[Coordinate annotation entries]
-- begin --

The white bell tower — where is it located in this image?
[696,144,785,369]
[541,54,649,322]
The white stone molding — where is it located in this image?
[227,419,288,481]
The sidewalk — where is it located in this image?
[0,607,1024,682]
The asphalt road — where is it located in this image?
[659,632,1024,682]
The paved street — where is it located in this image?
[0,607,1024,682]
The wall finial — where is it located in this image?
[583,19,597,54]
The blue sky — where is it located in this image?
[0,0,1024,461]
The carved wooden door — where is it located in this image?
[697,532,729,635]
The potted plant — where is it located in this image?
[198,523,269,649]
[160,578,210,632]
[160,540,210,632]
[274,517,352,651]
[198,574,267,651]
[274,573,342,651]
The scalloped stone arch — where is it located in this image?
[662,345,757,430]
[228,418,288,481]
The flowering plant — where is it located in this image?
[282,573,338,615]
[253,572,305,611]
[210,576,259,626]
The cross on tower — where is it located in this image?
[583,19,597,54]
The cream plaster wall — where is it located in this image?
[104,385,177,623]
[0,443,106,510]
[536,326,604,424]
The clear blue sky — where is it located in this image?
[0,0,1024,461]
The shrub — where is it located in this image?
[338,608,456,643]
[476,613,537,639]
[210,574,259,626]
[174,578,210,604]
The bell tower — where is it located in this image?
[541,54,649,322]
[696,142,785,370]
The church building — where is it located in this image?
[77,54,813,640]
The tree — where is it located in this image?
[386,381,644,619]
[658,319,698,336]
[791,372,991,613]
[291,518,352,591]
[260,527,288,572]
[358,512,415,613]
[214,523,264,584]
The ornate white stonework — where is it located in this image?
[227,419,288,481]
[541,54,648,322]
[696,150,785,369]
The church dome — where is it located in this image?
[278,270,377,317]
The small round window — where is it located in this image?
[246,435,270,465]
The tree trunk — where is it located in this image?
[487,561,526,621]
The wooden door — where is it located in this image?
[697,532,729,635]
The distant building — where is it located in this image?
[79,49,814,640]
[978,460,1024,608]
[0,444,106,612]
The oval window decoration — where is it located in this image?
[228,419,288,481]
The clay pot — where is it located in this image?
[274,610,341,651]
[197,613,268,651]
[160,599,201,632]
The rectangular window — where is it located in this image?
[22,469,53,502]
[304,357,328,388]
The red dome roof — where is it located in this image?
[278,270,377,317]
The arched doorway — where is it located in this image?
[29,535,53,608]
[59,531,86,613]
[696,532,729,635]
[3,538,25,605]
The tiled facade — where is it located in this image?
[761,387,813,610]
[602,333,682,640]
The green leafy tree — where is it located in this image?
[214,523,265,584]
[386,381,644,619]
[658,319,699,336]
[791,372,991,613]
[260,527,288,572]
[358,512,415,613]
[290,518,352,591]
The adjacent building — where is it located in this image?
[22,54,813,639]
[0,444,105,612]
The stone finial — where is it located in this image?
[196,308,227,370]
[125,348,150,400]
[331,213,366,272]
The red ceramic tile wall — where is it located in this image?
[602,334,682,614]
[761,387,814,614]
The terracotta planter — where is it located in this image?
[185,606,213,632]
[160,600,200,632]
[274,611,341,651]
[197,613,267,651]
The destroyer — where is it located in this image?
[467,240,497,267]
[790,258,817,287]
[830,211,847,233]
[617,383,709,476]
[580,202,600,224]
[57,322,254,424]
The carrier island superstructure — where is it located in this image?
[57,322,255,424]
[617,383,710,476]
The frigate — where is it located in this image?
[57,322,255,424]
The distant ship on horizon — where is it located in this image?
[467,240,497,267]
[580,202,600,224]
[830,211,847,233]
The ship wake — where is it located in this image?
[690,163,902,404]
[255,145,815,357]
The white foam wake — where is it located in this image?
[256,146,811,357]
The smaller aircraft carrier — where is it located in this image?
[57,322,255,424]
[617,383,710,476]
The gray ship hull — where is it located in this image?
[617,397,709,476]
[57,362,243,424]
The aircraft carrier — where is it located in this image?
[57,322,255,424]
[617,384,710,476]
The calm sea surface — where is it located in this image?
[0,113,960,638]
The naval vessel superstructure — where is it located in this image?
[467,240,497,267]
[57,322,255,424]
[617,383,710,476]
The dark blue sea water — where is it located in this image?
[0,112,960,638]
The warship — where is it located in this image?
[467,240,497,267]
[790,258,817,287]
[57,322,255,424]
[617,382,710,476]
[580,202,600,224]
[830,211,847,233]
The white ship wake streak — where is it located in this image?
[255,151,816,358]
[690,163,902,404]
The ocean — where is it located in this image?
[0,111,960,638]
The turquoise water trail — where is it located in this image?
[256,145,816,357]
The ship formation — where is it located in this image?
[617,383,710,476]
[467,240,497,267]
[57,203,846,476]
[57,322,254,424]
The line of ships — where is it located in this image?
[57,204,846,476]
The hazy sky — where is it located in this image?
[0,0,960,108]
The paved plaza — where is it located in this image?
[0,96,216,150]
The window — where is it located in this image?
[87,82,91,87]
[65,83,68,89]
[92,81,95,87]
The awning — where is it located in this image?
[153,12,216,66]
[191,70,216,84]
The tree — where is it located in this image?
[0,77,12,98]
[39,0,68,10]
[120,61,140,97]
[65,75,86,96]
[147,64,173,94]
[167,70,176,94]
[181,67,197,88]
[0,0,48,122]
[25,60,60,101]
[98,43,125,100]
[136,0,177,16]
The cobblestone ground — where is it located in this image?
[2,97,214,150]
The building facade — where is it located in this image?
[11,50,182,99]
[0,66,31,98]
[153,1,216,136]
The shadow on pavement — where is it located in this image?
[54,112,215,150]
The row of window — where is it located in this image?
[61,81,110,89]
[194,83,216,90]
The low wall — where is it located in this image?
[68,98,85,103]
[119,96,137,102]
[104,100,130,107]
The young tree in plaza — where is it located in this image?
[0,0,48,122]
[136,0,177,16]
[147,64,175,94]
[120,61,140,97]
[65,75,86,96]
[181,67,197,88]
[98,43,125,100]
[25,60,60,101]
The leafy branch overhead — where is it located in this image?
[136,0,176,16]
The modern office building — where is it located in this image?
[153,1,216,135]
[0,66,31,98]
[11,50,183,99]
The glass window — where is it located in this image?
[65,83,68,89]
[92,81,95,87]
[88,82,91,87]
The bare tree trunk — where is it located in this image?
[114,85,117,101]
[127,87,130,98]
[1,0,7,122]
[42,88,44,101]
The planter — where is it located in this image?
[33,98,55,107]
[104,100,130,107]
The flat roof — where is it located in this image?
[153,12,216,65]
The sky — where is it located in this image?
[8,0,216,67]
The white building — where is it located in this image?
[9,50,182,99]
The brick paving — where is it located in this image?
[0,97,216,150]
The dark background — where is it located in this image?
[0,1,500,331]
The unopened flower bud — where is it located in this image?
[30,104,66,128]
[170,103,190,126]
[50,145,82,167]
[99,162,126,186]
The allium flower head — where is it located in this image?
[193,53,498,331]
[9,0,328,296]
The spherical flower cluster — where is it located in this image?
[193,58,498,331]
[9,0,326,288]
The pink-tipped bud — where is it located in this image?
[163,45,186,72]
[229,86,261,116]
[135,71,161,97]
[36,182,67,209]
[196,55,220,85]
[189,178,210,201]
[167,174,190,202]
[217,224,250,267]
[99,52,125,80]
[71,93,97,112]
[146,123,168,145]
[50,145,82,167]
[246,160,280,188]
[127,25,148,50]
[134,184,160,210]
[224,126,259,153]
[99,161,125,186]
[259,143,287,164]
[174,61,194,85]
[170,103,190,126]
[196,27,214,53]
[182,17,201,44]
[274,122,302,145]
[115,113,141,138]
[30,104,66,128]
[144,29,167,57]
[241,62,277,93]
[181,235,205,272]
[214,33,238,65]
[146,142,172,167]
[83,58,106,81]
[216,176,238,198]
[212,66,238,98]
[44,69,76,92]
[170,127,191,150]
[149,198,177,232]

-- end --

» Set exercise
Lay out every one of the rows above as a two-column CSV with the headers "text" and "answer", one CSV line per row. Put each value in its own quoted field and replace any line breaks with spaces.

» Output of the exercise
text,answer
"The white bell tower — where is it located in this image?","[696,144,785,369] [541,54,649,322]"
"The white stone molding — where is it located in this image?","[227,419,288,481]"
"The sidewalk — where is it located in this image?","[0,607,1024,682]"
"The asphalt road — where is it located in this image?","[659,632,1024,682]"
"The paved street — where is it located in this image?","[0,607,1024,682]"
"The wall finial — where is it located in this image?","[583,19,597,54]"
"The blue sky — where is it located in this image?","[0,0,1024,461]"
"The carved wooden door — where is it located in this image?","[697,532,729,635]"
"The potted plant — where is it located in this image?","[198,523,269,649] [160,578,210,632] [160,540,210,632] [274,517,352,651] [198,574,267,651] [274,573,342,651]"
"The scalloped stone arch — where is it located in this image?","[662,345,757,430] [228,418,288,481]"
"The flowering plant — where is it located in this image?","[282,573,338,615] [253,572,305,611] [210,576,259,626]"
"The cross on tower — where is it located in this image?","[583,19,597,54]"
"The cream plaster wall — where is it located in this image?","[104,385,177,623] [0,443,106,510] [536,326,604,424]"
"The clear blue sky — where is it located in this image?","[0,0,1024,461]"
"The shrub — where is it located in this image?","[338,608,456,643] [476,613,537,639] [210,574,259,626] [174,578,210,604]"
"The bell tower — where is it located in this image?","[541,54,649,322] [696,142,785,370]"
"The church building — where is it located in this image?","[77,54,813,640]"
"The tree — where is it located in this image?","[386,381,644,619] [658,319,698,336] [791,372,991,613] [291,518,352,591] [260,527,288,572] [358,512,415,613] [214,523,264,584]"
"The ornate white stonework — where is it located in this image?","[227,419,288,481] [541,54,648,322] [696,150,785,369]"
"The church dome — where is it located in this image?","[278,270,377,317]"
"The small round window — where is it located in this image?","[246,435,270,465]"
"The tree trunk — where is it located in this image?","[487,561,526,621]"
"The wooden door — where is it located in this image?","[697,532,729,635]"
"The distant building — where is it located in this image?","[79,49,814,640] [978,460,1024,608] [0,444,106,612]"
"The oval window decoration — where is it located in this image?","[228,419,288,481]"
"The clay pot — where is it located in this image?","[274,610,341,651] [197,613,268,651] [160,599,201,632]"
"The rectangular window — where is it located in this image?","[22,469,53,502] [304,357,328,388]"
"The red dome roof — where is it located in this image?","[278,270,377,317]"
"The arched doorway — where is it located in this image?","[29,535,53,608] [59,531,86,613] [696,532,729,635] [3,538,25,605]"
"The tiled facade — where is it located in this image?","[761,387,813,610] [602,333,682,640]"
"The green leafy tree — where is it located in this image?","[214,523,265,584] [386,381,644,619] [658,319,699,336] [791,372,991,613] [260,527,288,572] [358,512,415,613] [290,518,352,591]"
"The adjacent building — where is it located in this image?","[22,54,813,639] [0,444,105,612]"
"The stone finial — where is it located in this image?","[196,308,227,370] [125,348,150,400] [331,213,366,272]"
"The red ceramic tile wall — where is it located in this image?","[602,334,682,614] [761,387,814,614]"
"The terracotta planter — where is it located in this image?","[185,606,213,632] [160,600,200,632] [274,611,341,651] [197,613,267,651]"
"The destroyer — where is it located in this image?","[467,240,497,267] [790,258,817,287] [830,211,847,233] [617,383,709,476] [580,202,600,224] [57,322,254,424]"
"The carrier island superstructure — where is it located in this image?","[57,322,255,424] [617,383,710,476]"
"The frigate — where is it located in this image?","[57,322,255,424]"
"The distant ship on horizon — where is it located in this image?","[467,240,497,267] [580,202,600,224] [830,211,847,233]"
"The ship wake — where is it located in this image?","[690,163,902,404] [255,145,815,357]"
"The white foam wake — where is it located in this image?","[256,146,811,357]"
"The smaller aircraft carrier — where is it located in this image?","[57,322,255,424] [617,383,710,476]"
"The gray ship hull — where is it located in this image?","[617,397,709,476] [57,362,243,424]"
"The aircraft carrier — where is it located in this image?","[57,322,255,424] [617,384,710,476]"
"The calm sea surface — where is it located in this image?","[0,113,960,638]"
"The naval vessel superstructure — where is it located in this image?","[467,240,497,267] [57,322,255,424] [617,383,710,476]"
"The dark blue sea water — where is it located in this image?","[0,112,960,638]"
"The warship — where is it located in this image?","[467,240,497,267] [790,258,817,287] [57,322,255,424] [617,382,710,476] [580,202,600,224] [830,211,847,233]"
"The white ship wake streak — where is it located in this image?","[255,151,816,358] [690,163,902,404]"
"The ocean — where is it located in this image?","[0,111,960,638]"
"The turquoise water trail — where is it located in this image?","[256,145,816,357]"
"The ship formation — where is it located in this image?","[617,383,710,476] [467,240,497,267] [57,203,846,476] [57,322,254,424]"
"The line of ships — where is it located in this image?","[57,204,846,476]"
"The hazy sky — where is it located in this image?","[0,0,960,108]"
"The paved plaza — where is it located in this image?","[0,96,216,150]"
"The window — where is it located in this image?","[87,82,91,87] [65,83,68,89] [92,81,95,87]"
"The awning — where is it located in this image?","[153,12,216,66] [191,70,216,84]"
"The tree — where is it located in this image?","[0,77,12,98] [39,0,68,10] [120,61,140,97] [65,75,86,96] [147,64,173,94] [167,70,176,94] [181,67,197,88] [0,0,48,122] [25,60,60,101] [98,43,125,100] [136,0,177,16]"
"The cobblestone ground — where is it located in this image?","[2,97,214,150]"
"The building facade — where is it located in this image?","[11,50,182,99] [0,66,31,98] [153,1,216,136]"
"The shadow on pavement — where is it located in this image?","[54,112,215,150]"
"The row of window — where is it located in this image?","[61,81,110,89] [194,83,216,90]"
"The low wall — where is it located in this image?","[68,98,85,103] [119,96,137,102] [104,100,130,107]"
"The young tree in plaza — where is it located in this image?","[0,0,48,122] [136,0,177,16] [147,64,175,94] [120,61,140,97] [65,75,86,96] [181,67,197,88] [98,43,125,100] [25,60,60,101]"
"The leafy branch overhead — where is it located in this image?","[136,0,176,16]"
"The modern office building — where is it located in this image?","[153,1,216,135] [0,66,31,98] [11,50,183,99]"
"The glass window — where is it located in this image?","[65,83,68,89] [92,81,95,87] [88,82,91,87]"
"The bare tree trunk — where is it located in this image?","[114,85,117,101] [127,87,130,98] [1,0,7,122] [42,88,44,101]"
"The planter — where is it located in this image?","[33,98,55,107] [104,100,130,107]"
"The flat roof — where is it located in this image?","[153,12,216,65]"
"The sky — where is it located in this image?","[8,0,216,67]"
"The white building — where is it located in this image?","[9,50,182,99]"
"The brick paving — where is it located in this image?","[0,97,216,150]"
"The dark background — where is it located in this image?","[0,1,500,331]"
"The unopened flower bud — where is it located in this image?","[30,104,66,128] [170,103,190,126] [50,145,82,167] [99,162,126,186]"
"The allium flower head — where is it located in this image?","[193,53,498,331] [9,0,328,296]"
"The spherical flower cluster — where is it located in this image?","[193,58,498,331] [9,0,326,288]"
"The pink-tipped bud — where is it located in this image?","[163,45,186,72] [229,86,261,116] [135,71,161,97] [36,182,67,209] [196,55,220,85] [189,178,210,201] [167,174,190,202] [217,224,250,267] [99,52,125,80] [71,93,97,112] [146,123,168,145] [50,145,82,167] [246,160,280,188] [127,25,148,50] [134,184,160,210] [224,126,259,153] [99,161,125,186] [259,143,287,164] [174,61,194,85] [170,103,190,126] [196,27,214,53] [182,17,201,44] [274,122,302,145] [115,113,141,138] [30,104,66,128] [144,29,167,57] [241,62,277,93] [181,235,205,272] [214,33,238,65] [146,142,172,167] [83,58,106,81] [216,176,238,198] [212,66,238,98] [44,69,76,92] [170,127,191,150] [149,198,177,232]"